_Aim of the exercise_. Every record must be repeated exactly; omit any pictures they contain.

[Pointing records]
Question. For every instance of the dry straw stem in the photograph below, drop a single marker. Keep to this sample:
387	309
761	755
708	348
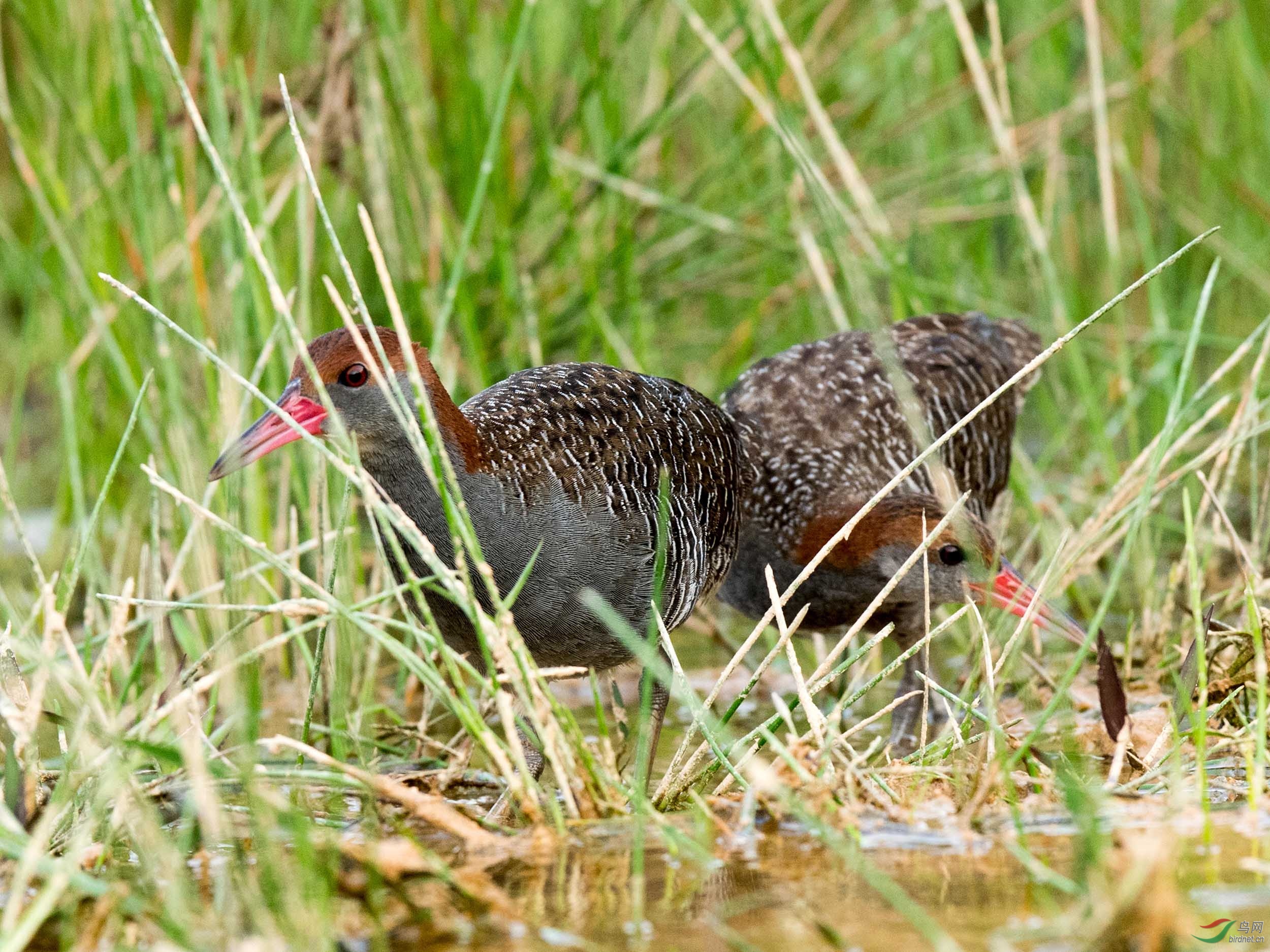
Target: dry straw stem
426	806
1101	134
1001	133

_The output_.
Question. For every instance of the dry straw stem in the photograph below, drop a single marker. Keep to this sample:
387	309
761	755
708	348
Target: dry straw stem
426	806
1101	134
1001	133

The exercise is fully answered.